PAGE EXTRACT =

▶

Congratulations from Kittley’s former co-workers, Kliff Kingsbury and Patrick Mahomes, began to roll in once he officially took on the position. 

“I’m really excited for Zach and this opportunity at Western Kentucky. He is incredibly sharp and is definitely one of the brightest young minds in the game,” Kingsbury said in a statement. “That was obvious early at Texas Tech and he did a tremendous job for us; I know he had a big impact on Patrick Mahomes and was critical to his development. I know Zach was a really good hoops player, but I’m glad he chose to coach football because the game is better with sharp, young coaches like him in it.”

Once Kittley took the job in Bowling Green, however, he had to say goodbye to what he had helped build down in Houston.

“The day I took the job here we had a zoom call with the HBU football team and [coach Shealy] let the guys know that I was taking this opportunity here. He encouraged those guys to give me a call.”

A handful of players must have listened to Shealy, as Bailey Zappe, Ben Ratzlaff and brothers Jerreth and Josh Sterns all transferred to the Hill for the 2021 season. Kittley was elated to have his senior quarterback following him on the next step of his coaching journey.

“Whenever I was still at HBU I was kind of nervous that [Zappe] might go to the NFL on me,” Kittley said. “When I left [HBU], there was a little inkling in me thinking that he would leave, he had an SEC offer and a Big 12 offer. But for him, I felt like it was really just the relationship that he and I built… where he was going to play had to be perfect for him. He couldn’t take the risk of going somewhere and not knowing people and maybe not even learning the system, who knows what happens from there.”

◀

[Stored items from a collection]
▶

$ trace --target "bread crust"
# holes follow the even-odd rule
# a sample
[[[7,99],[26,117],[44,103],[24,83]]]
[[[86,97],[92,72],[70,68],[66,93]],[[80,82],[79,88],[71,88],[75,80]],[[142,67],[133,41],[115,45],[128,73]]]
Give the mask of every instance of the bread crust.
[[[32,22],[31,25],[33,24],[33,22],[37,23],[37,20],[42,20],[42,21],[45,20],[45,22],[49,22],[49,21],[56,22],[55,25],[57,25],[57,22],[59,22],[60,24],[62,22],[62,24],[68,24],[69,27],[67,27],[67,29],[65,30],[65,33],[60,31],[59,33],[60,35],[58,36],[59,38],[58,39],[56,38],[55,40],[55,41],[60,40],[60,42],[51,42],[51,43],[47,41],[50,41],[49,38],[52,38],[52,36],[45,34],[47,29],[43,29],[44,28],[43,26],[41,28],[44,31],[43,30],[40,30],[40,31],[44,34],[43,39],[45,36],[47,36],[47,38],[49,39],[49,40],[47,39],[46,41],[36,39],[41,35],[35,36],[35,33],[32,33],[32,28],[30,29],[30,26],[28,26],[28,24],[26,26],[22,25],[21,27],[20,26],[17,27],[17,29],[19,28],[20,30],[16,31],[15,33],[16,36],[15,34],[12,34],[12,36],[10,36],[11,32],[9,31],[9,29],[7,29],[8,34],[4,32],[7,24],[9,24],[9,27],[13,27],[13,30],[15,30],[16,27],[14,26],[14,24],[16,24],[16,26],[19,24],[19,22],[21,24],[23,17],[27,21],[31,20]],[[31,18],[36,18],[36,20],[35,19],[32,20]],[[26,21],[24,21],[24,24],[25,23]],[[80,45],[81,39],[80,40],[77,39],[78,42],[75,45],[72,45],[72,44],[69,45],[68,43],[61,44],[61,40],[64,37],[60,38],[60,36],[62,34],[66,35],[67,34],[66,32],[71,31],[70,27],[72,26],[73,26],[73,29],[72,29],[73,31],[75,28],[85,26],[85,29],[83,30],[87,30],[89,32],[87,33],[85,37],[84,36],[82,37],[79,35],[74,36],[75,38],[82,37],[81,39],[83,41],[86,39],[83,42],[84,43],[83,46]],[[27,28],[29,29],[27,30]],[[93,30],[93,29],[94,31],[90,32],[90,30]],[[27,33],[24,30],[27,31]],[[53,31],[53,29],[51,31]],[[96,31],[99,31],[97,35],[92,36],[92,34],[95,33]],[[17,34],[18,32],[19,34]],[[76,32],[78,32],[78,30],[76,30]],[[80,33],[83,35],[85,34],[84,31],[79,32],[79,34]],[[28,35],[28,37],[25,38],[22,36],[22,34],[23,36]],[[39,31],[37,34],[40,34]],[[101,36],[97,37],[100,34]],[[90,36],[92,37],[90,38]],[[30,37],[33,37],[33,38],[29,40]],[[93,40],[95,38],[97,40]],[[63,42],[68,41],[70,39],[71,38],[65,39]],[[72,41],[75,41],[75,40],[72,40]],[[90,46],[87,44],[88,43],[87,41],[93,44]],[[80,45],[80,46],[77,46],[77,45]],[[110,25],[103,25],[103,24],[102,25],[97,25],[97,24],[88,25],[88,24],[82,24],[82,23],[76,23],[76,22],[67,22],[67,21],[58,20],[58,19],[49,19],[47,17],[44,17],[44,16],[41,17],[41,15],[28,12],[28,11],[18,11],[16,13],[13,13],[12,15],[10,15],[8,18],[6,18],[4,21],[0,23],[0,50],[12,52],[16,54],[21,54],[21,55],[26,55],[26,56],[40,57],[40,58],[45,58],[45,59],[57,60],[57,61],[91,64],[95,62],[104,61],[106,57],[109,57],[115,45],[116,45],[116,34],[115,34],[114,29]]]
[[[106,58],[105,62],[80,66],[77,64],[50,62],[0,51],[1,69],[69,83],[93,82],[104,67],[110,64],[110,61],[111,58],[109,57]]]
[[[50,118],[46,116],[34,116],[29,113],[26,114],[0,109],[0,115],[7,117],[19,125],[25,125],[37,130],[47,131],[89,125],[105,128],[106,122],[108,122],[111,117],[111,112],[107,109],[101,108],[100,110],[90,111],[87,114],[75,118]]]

◀

ACTIVITY LIST =
a) Answer these from the Kittley article:
(i) Which two former co-workers sent Kittley congratulations once he took the position?
(ii) Which players transferred to the Hill for the 2021 season?
(iii) What offers did Zappe have when Kittley left HBU?
b) Set down the part of the Kittley article that begins at the words "A handful of" and stops after "his coaching journey.".
c) Resume the Kittley article after its last sentence.

EXPECTED RESPONSES =
a)
(i) Kliff Kingsbury and Patrick Mahomes.
(ii) Bailey Zappe, Ben Ratzlaff, and brothers Jerreth and Josh Sterns.
(iii) An SEC offer and a Big 12 offer.

b)
A handful of players must have listened to Shealy, as Bailey Zappe, Ben Ratzlaff and brothers Jerreth and Josh Sterns all transferred to the Hill for the 2021 season. Kittley was elated to have his senior quarterback following him on the next step of his coaching journey.

c)
“And then the other three guys, I love those guys. I recruited all three of them,” Kittley said. “I think that in their minds, the best thing for their career was to come here and continue to play in this offense with [Zappe] and me, they know how I operate, they know how I design plays, I felt like for them it felt more like home here, being able to have some continuity with me. I personally got to recruit those three so I developed a relationship with them and their families, and I just felt that the relationship that we had was something that was very important in their decision making.”

With familiar faces filling the depth chart and a new set of conference opponents to tackle, WKU’s new hire began prepping his offense for the 2021 season. Kittley expressed confidence that his style of air raid offense will be able to thrive in Conference USA, citing the experience he gained when his Huskies faced North Texas and La Tech in 2020.

“I think this offense can be successful in this conference,” Kittley said. “Last year we got to play, at HBU with FCS players, we got to play North Texas and La Tech. We had some success in that offense… whether it be to FCS or Power Five, whatever the case may be, I think the offense is successful as it goes.”

The Hilltoppers won’t be passing the ball on every snap, however. Kittley hopes to run a balanced offense that can tire out defenses using the running game while taking advantage of the deep ball as its deadliest weapon.

“We’re going to run the football here,” Kittley said. “My philosophy is, whatever it takes makes us successful. A lot of it’s predicated on what defense you play each week. We like to say that everybody in this offense eats. It’s not just the receivers, it’s not just the quarterback, the running backs are gonna get theirs too.”

WKU fans will get to see Kittley’s offense in action firsthand on Sept. 2 when the Hilltoppers open their season at home against UT Martin.